SOURCE:
»»

During or after dividing the content into sections 1-1.1.2, the divider instructions 302 may cause the processor to identify the context of a given section being analyzed and add the context to a next (downstream) section in the hierarchy. To identify the context of a given section, the divider instructions 302 may cause the processor to identify a title of section, identify beginning portions (such as first N pages, paragraphs, sentences, words, etc., where N is a predefined number) of the given section, identify keywords in the given section, and/or otherwise identify portions of section content that provides context of the subject matter of the section.

To illustrate, the divider instructions 302 may cause the processor to identify first context from section 1 and add the first content to a downstream section (subsection 1.1). Likewise, the divider instructions 302 may cause the processor to identify second context from subsection 1.1 and add the second context to subsection 1.1.1. It should be noted that the divider instructions 302 may cause the processor to add the first context from section 1 to subsection 1.2, but not add the context from subsection 1.2 to subsection 1.1.1 because subsections 1.2 and 1.1.1 may not be on the same branch in the hierarchy 200A illustrated at FIG. 2A. In some examples, the divider instructions 302 may cause the processor to add the identified context to downstream sections in the hierarchy. In these examples, the index entry for the section may be based on the section content and the upstream context of upstream sections in the hierarchy. For example, the divider instructions 302 may cause the processor to add the first context from section 1 to all downstream sections in a branch. In particular, the divider instructions 302 may cause the processor to add the first context from section 1 to subsection 1.1.1 and subsection 1.1.2 (in addition to subsection 1.1). Likewise, in this example, the divider instructions 302 may cause the processor to add the second context from section 1.1 to subsections 1.1.1 and subsections 1.1.2 (but not to subsection 1.2 since subsection 1.2 is not downstream of subsection 1.1 on a branch). In this manner, the divided sections 1-1.1.2 may each include the context of upstream sections in the hierarchy, thereby maintaining contextual information from the upstream sections.

««

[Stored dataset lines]
»»

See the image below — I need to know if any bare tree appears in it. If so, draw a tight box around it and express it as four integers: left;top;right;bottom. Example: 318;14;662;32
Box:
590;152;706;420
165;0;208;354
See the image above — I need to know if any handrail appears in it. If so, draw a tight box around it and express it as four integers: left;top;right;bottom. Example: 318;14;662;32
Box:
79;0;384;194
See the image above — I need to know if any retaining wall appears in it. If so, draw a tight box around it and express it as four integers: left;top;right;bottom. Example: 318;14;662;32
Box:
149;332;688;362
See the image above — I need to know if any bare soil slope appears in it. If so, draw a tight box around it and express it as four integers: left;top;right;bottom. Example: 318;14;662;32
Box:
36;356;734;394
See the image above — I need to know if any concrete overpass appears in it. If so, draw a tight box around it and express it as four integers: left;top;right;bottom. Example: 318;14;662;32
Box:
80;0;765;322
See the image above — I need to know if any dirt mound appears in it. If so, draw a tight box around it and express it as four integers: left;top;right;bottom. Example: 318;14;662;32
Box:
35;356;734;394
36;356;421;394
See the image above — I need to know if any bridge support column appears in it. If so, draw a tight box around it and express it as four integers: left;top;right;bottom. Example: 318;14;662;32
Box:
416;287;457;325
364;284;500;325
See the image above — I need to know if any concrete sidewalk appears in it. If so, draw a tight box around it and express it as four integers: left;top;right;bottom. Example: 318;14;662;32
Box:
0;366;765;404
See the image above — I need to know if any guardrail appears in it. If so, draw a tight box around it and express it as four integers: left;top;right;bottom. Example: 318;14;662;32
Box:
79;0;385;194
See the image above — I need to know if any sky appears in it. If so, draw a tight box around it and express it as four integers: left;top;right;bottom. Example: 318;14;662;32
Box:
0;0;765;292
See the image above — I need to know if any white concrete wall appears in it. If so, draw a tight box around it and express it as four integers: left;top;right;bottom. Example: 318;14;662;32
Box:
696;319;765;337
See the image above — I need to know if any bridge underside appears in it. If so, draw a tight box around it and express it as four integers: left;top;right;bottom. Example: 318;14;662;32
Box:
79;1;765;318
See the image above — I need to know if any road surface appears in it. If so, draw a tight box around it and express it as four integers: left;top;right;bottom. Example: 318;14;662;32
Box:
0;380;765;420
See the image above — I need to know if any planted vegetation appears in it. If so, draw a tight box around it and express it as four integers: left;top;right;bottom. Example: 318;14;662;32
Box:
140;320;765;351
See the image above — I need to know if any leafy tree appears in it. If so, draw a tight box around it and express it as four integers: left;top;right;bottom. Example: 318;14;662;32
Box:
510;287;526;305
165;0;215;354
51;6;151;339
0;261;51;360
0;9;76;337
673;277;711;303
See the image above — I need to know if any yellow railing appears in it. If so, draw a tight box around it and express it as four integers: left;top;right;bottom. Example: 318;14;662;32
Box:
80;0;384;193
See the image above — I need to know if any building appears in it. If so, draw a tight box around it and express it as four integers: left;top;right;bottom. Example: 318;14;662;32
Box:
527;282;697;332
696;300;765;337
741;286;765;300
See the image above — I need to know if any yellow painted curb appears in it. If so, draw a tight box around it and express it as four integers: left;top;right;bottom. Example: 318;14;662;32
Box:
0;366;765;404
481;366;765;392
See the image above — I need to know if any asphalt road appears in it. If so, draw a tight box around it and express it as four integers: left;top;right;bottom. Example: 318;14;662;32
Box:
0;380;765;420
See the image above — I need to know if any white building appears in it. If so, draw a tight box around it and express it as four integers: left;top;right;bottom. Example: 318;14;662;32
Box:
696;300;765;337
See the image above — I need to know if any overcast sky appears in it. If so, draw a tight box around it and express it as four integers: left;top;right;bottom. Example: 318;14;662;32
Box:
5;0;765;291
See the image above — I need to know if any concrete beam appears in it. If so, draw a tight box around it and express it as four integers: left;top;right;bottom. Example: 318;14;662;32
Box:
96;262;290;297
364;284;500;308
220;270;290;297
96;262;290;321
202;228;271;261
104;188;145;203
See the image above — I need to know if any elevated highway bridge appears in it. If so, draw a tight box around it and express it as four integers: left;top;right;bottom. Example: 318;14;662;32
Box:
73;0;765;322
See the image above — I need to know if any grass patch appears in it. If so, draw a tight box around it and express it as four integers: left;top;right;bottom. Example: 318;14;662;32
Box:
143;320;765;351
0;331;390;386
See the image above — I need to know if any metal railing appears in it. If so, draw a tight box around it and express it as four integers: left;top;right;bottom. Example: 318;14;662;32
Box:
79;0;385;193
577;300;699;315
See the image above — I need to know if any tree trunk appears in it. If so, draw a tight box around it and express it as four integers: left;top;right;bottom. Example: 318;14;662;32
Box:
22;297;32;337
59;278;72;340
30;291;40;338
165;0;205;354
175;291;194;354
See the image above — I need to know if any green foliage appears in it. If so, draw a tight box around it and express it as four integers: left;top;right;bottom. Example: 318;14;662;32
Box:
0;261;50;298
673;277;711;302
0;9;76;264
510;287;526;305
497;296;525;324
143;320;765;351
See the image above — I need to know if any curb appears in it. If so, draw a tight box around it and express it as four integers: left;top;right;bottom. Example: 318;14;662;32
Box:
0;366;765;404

««

WHAT THIS EXERCISE ASKS:
1. Translate this sentence from the passage on divider instructions into Spanish: "Likewise, the divider instructions 302 may cause the processor to identify second context from subsection 1.1 and add the second context to subsection 1.1.1."
2. Name every kind of beginning portion that the passage on divider instructions offers as an example.
3. From the passage on divider instructions, extract word for word the stretch from "During or after" through "of the section.".

EXERCISE SOLUTIONS:
1. Del mismo modo, las instrucciones divisoras 302 pueden hacer que el procesador identifique un segundo contexto a partir de la subsección 1.1 y añada el segundo contexto a la subsección 1.1.1.

2. pages, paragraphs, sentences, words

3.
During or after dividing the content into sections 1-1.1.2, the divider instructions 302 may cause the processor to identify the context of a given section being analyzed and add the context to a next (downstream) section in the hierarchy. To identify the context of a given section, the divider instructions 302 may cause the processor to identify a title of section, identify beginning portions (such as first N pages, paragraphs, sentences, words, etc., where N is a predefined number) of the given section, identify keywords in the given section, and/or otherwise identify portions of section content that provides context of the subject matter of the section.